### [Task description]
Output the lines of the material below verbatim, everything from the line containing "Target: police officer in black uniform" down to the end of the material, with both ends included.

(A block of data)
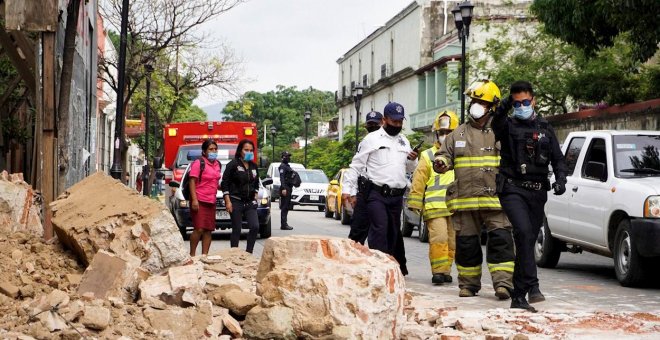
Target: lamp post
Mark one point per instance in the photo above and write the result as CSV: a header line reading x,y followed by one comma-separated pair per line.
x,y
462,18
146,172
308,116
273,131
357,97
116,169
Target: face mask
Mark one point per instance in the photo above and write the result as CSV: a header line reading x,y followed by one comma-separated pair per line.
x,y
249,156
477,111
392,130
523,112
372,128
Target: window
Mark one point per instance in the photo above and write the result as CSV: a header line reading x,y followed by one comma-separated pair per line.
x,y
596,158
573,152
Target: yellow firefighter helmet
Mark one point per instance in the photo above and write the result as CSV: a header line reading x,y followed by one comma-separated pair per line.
x,y
484,90
446,120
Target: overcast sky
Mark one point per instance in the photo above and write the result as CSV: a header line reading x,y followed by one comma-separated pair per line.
x,y
296,42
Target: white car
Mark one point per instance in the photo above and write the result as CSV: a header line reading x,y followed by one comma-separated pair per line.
x,y
611,205
312,190
274,173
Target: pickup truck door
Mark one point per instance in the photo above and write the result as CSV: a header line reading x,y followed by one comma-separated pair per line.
x,y
591,194
556,209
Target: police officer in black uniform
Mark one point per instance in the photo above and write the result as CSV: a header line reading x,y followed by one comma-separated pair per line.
x,y
360,218
286,187
529,145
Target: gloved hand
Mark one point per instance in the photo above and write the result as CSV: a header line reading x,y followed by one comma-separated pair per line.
x,y
559,188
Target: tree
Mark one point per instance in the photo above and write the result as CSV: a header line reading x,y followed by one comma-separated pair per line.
x,y
594,24
282,108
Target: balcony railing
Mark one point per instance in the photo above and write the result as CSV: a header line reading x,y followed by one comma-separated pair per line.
x,y
425,117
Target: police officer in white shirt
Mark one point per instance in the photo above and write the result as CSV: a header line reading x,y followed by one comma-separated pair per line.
x,y
385,156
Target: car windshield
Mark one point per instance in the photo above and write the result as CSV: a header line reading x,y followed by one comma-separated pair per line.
x,y
637,155
307,176
189,153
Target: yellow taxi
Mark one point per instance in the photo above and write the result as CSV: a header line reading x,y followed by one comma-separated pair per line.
x,y
334,207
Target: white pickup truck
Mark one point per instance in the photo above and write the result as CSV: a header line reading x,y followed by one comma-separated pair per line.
x,y
611,205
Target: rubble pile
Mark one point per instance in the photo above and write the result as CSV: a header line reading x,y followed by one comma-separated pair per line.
x,y
20,206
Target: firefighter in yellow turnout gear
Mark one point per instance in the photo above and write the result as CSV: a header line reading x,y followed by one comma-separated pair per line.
x,y
473,154
428,193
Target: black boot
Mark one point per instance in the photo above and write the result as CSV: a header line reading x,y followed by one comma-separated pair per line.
x,y
535,295
521,302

### [Full output]
Target: police officer in black uniform
Mark one point per instance in the photo above and write the result as CSV: a header line reading x,y followed by one comma-separated pair per line.
x,y
360,218
286,187
529,145
Target: gloved hand
Mark one point per instance in the photo above and write the result as CSV: a header line reading x,y followed by one comma-separated pair per line.
x,y
559,188
Target: tree
Mark one point per instance in the photo above and write the result as CSV: a header line reading x,y followed by one comma-separated pair per line.
x,y
594,24
282,108
Target: balcony railing
Mark one point per instance in the photo above and write the result as CSV: a header line reading x,y followed by one comma-separated pair per line.
x,y
425,117
Target: police officer in white shirt
Mark one point per instance in the photo above and write the result as CSV: a header line reading x,y followed by one comma-separated pair per line.
x,y
385,156
Target: car windshield
Mark one point per instance in the photo above and write the result as CSV: a header line reading x,y followed by one comma-separated pair per line.
x,y
637,155
307,176
189,153
Target: yellow taxi
Mark one point per instance in the photo above and write the result as CSV: a header line reading x,y followed by one comma-separated pair per line.
x,y
334,207
Target: white pickup truck
Mark one point per instance in the photo above and write the result as CSV: a header line reading x,y followed by one comma-separated pair per line.
x,y
611,205
Target: rubble pile
Mark one point per instance in the photo above and write the result as CSV: a header line reading x,y followed by one comma-separated pair per line.
x,y
20,206
Target: firefighter in yellow turnout gear
Mark one point per instance in the photo above and write the result as CSV: a header line reading x,y followed by one comma-separated pair per line.
x,y
473,154
428,193
Target: black boot
Mark one point per instance in the photo above and write the result as CSV: a header line reading x,y followed by one comma-separated pair per line.
x,y
535,295
521,302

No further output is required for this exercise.